*Page excerpt*:
A third party analytics firm is reporting that Apple's iOS 4 is now powering half of all iPhones, just one month after its release.

Chitika Research compiles its statistics by looking at 9 million ad impressions it has served to iPhone users running apps that incorporate its banners. The data does't include users who don't install apps with Chitika's ads, so may present a slight bias toward users who actively install apps, and therefore users who are more likely to install software updates.

Of the 50 percent running iOS 4, 10 percent have upgraded to 4.0.1, which Apple released July 15, just a week ago.

Of the other half of iPhone users running an earlier version of iOS, nearly 60% are running the latest 3.1.3 version predating iOS 4 (29.9 percent of all iPhone users). About 20 percent of all iPhone users have not updated their devices since at least last October, according to Chitka's data. One percent are still using 2.0. No users still using 1.0 would be running apps, and therefore would be invisible in Chitika's analytics.

Apple makes it relatively easy to upgrade to the latest version of iOS through iTunes, and all iPhone users are able to update, for free, to the latest version except for first generation iPhone users, which are stuck with iOS 3.1.3.

Android lags behind in updates

In contrast, Google reports that 55.5 percent of Android users are still using Android 2.1, which was officially released back in January, although it rolled out to users very slowly. Only 3.3 percent of Android users have the latest Android OS 2.2 Froyo, which was officially announced in May.

*Raw data*:
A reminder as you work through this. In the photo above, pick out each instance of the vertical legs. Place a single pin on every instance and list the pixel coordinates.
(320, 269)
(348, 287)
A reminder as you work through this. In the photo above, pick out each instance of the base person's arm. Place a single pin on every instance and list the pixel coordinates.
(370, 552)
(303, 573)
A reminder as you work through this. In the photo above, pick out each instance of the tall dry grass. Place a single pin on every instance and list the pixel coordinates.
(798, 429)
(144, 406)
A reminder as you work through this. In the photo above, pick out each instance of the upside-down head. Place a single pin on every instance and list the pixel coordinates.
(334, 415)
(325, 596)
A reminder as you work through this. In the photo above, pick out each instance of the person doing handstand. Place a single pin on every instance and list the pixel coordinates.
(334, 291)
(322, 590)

*Exercise set*:
1/ According to the article on iOS 4 adoption, how many ad impressions does Chitika Research look at to compile its statistics?
2/ Echo the part of the article on iOS 4 adoption starting with "Chitika Research compiles" and going on through "a week ago.".
The items are separate material, apart from the article on iOS 4 adoption.

*Per-task answers*:
1/ 9 million ad impressions

2/
Chitika Research compiles its statistics by looking at 9 million ad impressions it has served to iPhone users running apps that incorporate its banners. The data does't include users who don't install apps with Chitika's ads, so may present a slight bias toward users who actively install apps, and therefore users who are more likely to install software updates.

Of the 50 percent running iOS 4, 10 percent have upgraded to 4.0.1, which Apple released July 15, just a week ago.